## STATED PROBLEM
Rewrite the lines of the material below as a numbered list, starting at the line that contains "Put a marker on each instance of the white feather" and running through the last line, both included. Leave out any blank lines.

## EXTRACTED INFORMATION
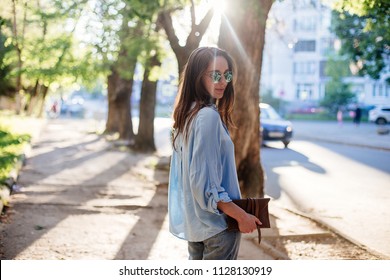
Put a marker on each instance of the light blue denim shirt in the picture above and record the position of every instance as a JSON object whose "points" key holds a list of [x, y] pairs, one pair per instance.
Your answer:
{"points": [[203, 172]]}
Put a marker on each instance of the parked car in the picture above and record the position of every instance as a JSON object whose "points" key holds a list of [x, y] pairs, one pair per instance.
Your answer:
{"points": [[379, 115], [273, 127]]}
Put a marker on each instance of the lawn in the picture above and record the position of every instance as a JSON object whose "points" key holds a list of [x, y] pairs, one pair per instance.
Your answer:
{"points": [[15, 132]]}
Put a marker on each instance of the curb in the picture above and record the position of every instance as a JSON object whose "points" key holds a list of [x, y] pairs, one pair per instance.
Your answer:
{"points": [[9, 185], [322, 223], [335, 141]]}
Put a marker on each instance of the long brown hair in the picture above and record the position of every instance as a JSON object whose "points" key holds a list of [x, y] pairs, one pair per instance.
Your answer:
{"points": [[192, 91]]}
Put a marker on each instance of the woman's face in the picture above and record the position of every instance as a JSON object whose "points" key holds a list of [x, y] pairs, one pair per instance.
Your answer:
{"points": [[217, 77]]}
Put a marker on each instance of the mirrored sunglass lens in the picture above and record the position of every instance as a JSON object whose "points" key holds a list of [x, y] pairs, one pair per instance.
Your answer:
{"points": [[228, 76], [216, 77]]}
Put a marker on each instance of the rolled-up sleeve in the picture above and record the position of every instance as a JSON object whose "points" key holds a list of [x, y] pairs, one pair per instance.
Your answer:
{"points": [[205, 165]]}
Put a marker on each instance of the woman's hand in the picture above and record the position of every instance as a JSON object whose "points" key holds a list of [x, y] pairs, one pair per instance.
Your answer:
{"points": [[246, 222]]}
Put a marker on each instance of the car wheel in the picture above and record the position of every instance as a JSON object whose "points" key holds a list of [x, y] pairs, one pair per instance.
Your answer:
{"points": [[381, 121]]}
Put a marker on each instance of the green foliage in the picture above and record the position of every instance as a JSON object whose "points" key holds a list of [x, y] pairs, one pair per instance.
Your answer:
{"points": [[11, 146], [5, 68], [364, 30], [337, 93]]}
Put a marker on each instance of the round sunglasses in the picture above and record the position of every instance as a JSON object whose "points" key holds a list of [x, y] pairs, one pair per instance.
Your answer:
{"points": [[216, 76]]}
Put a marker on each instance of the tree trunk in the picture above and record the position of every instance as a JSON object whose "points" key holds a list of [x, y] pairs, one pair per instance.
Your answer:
{"points": [[182, 53], [145, 138], [242, 34], [119, 109]]}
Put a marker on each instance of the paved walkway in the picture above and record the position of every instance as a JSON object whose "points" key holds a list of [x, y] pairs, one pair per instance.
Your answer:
{"points": [[79, 187]]}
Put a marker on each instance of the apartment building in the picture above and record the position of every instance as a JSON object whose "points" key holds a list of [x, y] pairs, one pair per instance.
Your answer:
{"points": [[298, 44]]}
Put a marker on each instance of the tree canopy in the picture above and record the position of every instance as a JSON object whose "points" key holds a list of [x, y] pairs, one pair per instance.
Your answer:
{"points": [[364, 30]]}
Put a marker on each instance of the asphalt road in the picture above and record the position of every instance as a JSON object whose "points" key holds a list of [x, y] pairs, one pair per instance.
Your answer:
{"points": [[344, 187]]}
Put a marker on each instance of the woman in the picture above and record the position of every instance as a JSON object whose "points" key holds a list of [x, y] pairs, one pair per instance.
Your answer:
{"points": [[203, 179]]}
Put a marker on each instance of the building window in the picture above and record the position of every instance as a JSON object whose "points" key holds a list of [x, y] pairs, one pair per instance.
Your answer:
{"points": [[327, 46], [305, 67], [305, 46], [304, 91]]}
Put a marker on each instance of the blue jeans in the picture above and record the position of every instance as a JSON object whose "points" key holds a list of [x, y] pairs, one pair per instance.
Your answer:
{"points": [[222, 246]]}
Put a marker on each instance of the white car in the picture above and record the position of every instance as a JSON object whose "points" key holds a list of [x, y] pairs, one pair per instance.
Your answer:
{"points": [[380, 115]]}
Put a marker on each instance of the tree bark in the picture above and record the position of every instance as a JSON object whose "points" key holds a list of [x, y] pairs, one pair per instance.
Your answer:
{"points": [[242, 34], [182, 53], [144, 140], [119, 109]]}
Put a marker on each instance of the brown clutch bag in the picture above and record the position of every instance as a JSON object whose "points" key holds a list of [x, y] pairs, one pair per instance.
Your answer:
{"points": [[255, 206]]}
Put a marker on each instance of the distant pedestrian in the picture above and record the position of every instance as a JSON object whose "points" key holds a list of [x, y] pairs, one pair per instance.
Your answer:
{"points": [[357, 116], [203, 179], [340, 117]]}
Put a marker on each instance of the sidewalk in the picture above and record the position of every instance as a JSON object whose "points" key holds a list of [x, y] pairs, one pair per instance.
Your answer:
{"points": [[84, 197]]}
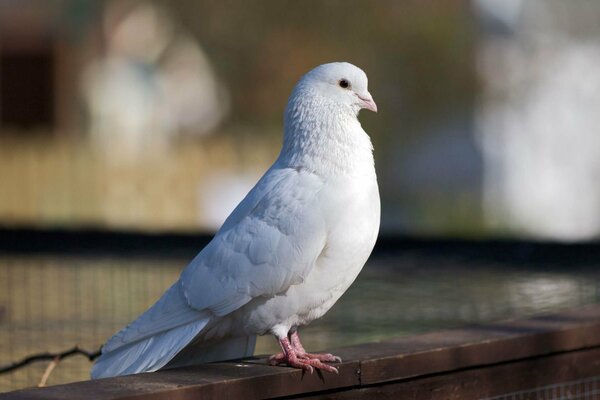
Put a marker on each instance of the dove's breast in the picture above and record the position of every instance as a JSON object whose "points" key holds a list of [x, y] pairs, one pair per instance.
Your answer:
{"points": [[351, 209]]}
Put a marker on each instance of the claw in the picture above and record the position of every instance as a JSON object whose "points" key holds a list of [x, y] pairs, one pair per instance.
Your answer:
{"points": [[295, 356]]}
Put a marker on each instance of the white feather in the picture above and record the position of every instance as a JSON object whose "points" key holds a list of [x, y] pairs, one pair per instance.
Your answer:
{"points": [[285, 254]]}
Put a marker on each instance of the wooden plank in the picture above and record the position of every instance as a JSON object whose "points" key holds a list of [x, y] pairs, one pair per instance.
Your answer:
{"points": [[403, 359], [517, 380], [479, 345]]}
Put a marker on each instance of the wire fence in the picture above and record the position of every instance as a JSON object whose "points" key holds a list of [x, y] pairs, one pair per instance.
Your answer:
{"points": [[582, 389], [51, 303]]}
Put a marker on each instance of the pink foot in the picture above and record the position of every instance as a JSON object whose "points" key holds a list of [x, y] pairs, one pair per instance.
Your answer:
{"points": [[295, 356]]}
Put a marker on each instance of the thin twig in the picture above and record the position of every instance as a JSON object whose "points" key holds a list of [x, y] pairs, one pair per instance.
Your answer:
{"points": [[49, 356], [48, 371]]}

## ANSWER TO THE TASK
1. Put a marker on each instance of the white feather in the picture above and record the position of every instance as a JSON object whose "points" key holds a list of [x, y] pairs, one pair per instance.
2. Your answer:
3. {"points": [[285, 254]]}
4. Put a marker on each instance of the wooden plank in the picture above and record the position of every instance as a JSON object whose "points" key holds a list of [x, y] pairs, one pair per instance.
5. Your answer:
6. {"points": [[403, 359], [517, 380], [479, 345]]}
7. Put a marker on each instance of the wire fence in the picture above and record the position of every instance as a JSON object whose "points" key holds a list of [x, y] pairs, one pair per instance.
8. Your answer:
9. {"points": [[582, 389], [51, 303]]}
10. Put a marker on each instance of the pink foot in the picture above and record the position of every instance as a JSON object whose "points" key holds a list of [x, y] pairs, one pair per instance.
11. Your answer:
12. {"points": [[295, 356]]}
13. Put a marker on each instance of the thin twig in the picture above and record the position of every instance as a JSON object whose "points" key holds a list of [x, y] pairs, one pair per instance.
14. Your answer:
15. {"points": [[49, 356], [48, 371]]}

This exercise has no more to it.